> Set task 1: Arrange the rows below as a Markdown table with the columns Number and Content, from the line containing "Could you please indicate the hill" up to and including the last line of the rows. Number each line and leave out blank lines.

Skip to main content
WSI Tile Extraction Module. This module provides the TileExtractor class, which generates a grid of tile region specifications from a Whole Slide Image (WSI). It uses a binary tissue mask to filter out background tiles and supports resolution scaling via Level, Magnification, or MPP. The class follows a scikit-learn–style API:
  1. Configure — instantiate with a TileSpec, optional tissue mask, and threshold.
  2. Fit — call fit with an open WSIReader to bind the extractor to a specific slide.
  3. Extract — call extract (or the shortcut fit_extract) to compute tile positions. Results are stored in region_specs_ and also returned.
  4. Export — call save, to_csv, or to_json to persist the results. These methods use the fitted state so you do not need to pass the reader or regions again.
Usage:
>>> from bioptimus.extraction.wsi.tile_extraction import TileExtractor
>>> from bioptimus.extraction.wsi.types import TileSpec
>>> from bioptimus.io.wsi.types import Level, MeasurementUnit
>>> spec = TileSpec(size=(256, 256), stride=(256, 256),
...                 resolution=Level(0), unit=MeasurementUnit.PIXELS)
>>> extractor = TileExtractor(tile_spec=spec, mask=tissue_mask, mask_threshold=0.5)
>>> with SomeWSIReader("path/to/slide.svs") as reader:
...     extractor.fit(reader).extract()
...     extractor.to_csv("output/")   # writes output/slide.csv
...     extractor.to_json("output/")  # writes output/slide.json
...     extractor.save("tiles/")

TileExtractor

class TileExtractor(WSIExtractor)
Extracts a grid of tile regions from a WSI, filtered by a tissue mask. The extractor follows a scikit-learn–style lifecycle:
extractor = TileExtractor(tile_spec=spec, mask=mask)
extractor.fit(reader)          # bind to a slide
tiles = extractor.extract()    # compute tile positions
extractor.save("out/")         # write tile images
extractor.to_csv("tiles.csv")  # export metadata
Or more concisely via method chaining:
tiles = TileExtractor(tile_spec=spec, mask=mask).fit_extract(reader)
Configuration attributes (set at init, do not change after fitting):
tile_spec
TileSpec
Tile size, stride, resolution, and measurement unit.
mask
np.ndarray | None
Binary tissue mask (non-zero = tissue).

> Set task 2: Reproduce verbatim the part of the tile extraction module page above from "Skip to main" up to and including "a specific slide.".

> Provided material:
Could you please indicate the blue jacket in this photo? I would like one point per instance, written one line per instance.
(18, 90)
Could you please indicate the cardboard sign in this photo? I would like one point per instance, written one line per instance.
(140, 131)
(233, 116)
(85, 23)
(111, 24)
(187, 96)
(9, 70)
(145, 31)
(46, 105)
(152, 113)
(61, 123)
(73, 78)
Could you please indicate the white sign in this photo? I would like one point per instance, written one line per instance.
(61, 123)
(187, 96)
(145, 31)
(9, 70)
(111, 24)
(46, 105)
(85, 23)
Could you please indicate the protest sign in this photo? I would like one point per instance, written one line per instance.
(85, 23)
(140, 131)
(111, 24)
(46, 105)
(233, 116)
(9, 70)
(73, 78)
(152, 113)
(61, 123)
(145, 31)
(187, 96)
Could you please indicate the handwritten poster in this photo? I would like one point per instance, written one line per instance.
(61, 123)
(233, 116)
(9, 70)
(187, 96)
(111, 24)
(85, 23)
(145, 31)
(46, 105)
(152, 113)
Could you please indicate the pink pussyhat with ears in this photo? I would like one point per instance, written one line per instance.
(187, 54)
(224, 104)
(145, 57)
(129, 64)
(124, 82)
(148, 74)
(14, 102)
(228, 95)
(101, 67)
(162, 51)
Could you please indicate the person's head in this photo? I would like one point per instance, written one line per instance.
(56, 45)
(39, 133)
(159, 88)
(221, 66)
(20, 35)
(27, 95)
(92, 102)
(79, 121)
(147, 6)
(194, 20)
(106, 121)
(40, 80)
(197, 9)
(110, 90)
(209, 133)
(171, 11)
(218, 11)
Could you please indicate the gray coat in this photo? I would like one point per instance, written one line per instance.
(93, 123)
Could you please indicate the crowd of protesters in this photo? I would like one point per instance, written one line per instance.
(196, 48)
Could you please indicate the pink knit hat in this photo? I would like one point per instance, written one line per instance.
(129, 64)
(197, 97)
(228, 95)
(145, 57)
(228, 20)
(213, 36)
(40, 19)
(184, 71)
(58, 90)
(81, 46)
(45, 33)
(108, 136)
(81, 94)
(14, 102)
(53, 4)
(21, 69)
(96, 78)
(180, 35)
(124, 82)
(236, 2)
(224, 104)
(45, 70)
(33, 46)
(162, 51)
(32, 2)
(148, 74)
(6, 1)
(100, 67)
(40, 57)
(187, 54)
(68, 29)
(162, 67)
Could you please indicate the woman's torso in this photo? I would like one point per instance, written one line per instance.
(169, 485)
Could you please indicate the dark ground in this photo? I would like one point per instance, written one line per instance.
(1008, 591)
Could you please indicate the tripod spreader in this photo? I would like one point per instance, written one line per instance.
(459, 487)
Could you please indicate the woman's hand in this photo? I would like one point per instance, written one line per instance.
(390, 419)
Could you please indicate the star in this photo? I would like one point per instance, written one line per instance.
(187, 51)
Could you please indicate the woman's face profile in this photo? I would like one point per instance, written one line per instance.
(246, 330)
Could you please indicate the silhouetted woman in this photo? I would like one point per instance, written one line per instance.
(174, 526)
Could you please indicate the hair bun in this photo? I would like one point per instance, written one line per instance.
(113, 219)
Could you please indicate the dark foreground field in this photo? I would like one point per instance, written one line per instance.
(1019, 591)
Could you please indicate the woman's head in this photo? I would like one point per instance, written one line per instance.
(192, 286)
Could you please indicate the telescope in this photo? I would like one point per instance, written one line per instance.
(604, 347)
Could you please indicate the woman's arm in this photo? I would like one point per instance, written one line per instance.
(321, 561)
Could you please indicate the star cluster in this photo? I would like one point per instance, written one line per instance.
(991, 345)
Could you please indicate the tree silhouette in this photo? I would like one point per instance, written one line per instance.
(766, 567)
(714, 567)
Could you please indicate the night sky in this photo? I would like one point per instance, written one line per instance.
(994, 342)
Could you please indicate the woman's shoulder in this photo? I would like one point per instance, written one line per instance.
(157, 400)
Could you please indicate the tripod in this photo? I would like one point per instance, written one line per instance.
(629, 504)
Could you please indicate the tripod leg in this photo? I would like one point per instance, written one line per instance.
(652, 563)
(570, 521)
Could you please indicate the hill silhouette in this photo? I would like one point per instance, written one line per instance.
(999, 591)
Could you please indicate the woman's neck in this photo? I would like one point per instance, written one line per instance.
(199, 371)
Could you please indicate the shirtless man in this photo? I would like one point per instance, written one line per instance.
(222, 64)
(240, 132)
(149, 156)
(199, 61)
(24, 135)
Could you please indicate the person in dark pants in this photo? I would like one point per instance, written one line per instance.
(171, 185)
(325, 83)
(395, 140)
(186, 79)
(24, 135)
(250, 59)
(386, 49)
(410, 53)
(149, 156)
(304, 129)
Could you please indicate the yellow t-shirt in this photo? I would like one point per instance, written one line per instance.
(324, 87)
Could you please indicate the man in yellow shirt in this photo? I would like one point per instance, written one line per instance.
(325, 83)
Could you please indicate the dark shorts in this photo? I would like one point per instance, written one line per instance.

> Expected output 1:
| Number | Content |
|---|---|
| 1 | Could you please indicate the hill silhouette in this photo? I would like one point per instance, written one line per instance. |
| 2 | (999, 591) |
| 3 | Could you please indicate the woman's neck in this photo? I would like one point per instance, written one line per instance. |
| 4 | (199, 371) |
| 5 | Could you please indicate the shirtless man in this photo? I would like one point per instance, written one line per instance. |
| 6 | (222, 64) |
| 7 | (240, 132) |
| 8 | (149, 156) |
| 9 | (199, 61) |
| 10 | (24, 135) |
| 11 | Could you please indicate the person in dark pants in this photo? I would like one point per instance, written one line per instance. |
| 12 | (171, 185) |
| 13 | (325, 83) |
| 14 | (395, 140) |
| 15 | (186, 79) |
| 16 | (24, 135) |
| 17 | (250, 59) |
| 18 | (386, 49) |
| 19 | (410, 53) |
| 20 | (149, 156) |
| 21 | (304, 129) |
| 22 | Could you please indicate the yellow t-shirt in this photo? I would like one point per instance, written one line per instance. |
| 23 | (324, 87) |
| 24 | Could you please indicate the man in yellow shirt in this photo? I would like one point per instance, written one line per instance. |
| 25 | (325, 83) |
| 26 | Could you please indicate the dark shorts in this photo? I would like one point per instance, written one line per instance. |

> Expected output 2:
Skip to main content
WSI Tile Extraction Module. This module provides the TileExtractor class, which generates a grid of tile region specifications from a Whole Slide Image (WSI). It uses a binary tissue mask to filter out background tiles and supports resolution scaling via Level, Magnification, or MPP. The class follows a scikit-learn–style API:
  1. Configure — instantiate with a TileSpec, optional tissue mask, and threshold.
  2. Fit — call fit with an open WSIReader to bind the extractor to a specific slide.